**What is required**
Output the part of the listing that opens with the line containing "Where can the white" and runs through the end of the listing as a Markdown table with the columns Row and Line, giving each line a row number and leaving out blank lines.

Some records

┄┄┄┄┄┄

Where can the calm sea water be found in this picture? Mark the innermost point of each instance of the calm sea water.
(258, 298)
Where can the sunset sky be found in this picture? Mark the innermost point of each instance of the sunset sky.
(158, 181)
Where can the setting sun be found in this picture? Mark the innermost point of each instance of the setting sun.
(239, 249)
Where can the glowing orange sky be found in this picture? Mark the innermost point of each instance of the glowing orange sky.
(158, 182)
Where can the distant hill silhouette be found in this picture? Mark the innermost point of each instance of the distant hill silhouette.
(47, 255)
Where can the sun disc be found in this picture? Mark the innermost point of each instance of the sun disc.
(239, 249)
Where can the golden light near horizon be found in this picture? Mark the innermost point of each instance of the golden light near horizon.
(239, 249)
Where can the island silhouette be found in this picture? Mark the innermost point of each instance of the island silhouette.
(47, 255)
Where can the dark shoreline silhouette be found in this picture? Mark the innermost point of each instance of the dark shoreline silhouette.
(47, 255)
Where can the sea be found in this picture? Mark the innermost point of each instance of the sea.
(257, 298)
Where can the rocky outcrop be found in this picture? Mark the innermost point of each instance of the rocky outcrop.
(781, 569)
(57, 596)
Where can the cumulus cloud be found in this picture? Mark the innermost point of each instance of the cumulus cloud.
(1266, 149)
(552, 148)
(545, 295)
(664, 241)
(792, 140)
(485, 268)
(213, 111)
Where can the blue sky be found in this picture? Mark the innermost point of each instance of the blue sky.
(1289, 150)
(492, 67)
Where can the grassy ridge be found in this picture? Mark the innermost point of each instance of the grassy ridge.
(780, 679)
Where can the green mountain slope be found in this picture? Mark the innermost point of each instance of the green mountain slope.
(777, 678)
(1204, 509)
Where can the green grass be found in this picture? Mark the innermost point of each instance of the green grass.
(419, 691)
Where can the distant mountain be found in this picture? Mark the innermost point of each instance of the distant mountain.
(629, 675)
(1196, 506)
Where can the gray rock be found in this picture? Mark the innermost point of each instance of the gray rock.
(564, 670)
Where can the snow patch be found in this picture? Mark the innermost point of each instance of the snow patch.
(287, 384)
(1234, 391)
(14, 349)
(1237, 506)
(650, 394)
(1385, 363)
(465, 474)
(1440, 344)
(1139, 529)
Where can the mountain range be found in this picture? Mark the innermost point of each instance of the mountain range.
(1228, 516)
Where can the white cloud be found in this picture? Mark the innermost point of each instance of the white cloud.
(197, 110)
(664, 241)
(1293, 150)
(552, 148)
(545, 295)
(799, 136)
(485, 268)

┄┄┄┄┄┄

**Full output**
| Row | Line |
|---|---|
| 1 | Where can the white cloud be found in this picture? Mark the innermost point of each instance of the white cloud. |
| 2 | (197, 110) |
| 3 | (664, 241) |
| 4 | (1293, 150) |
| 5 | (552, 148) |
| 6 | (545, 295) |
| 7 | (799, 136) |
| 8 | (485, 268) |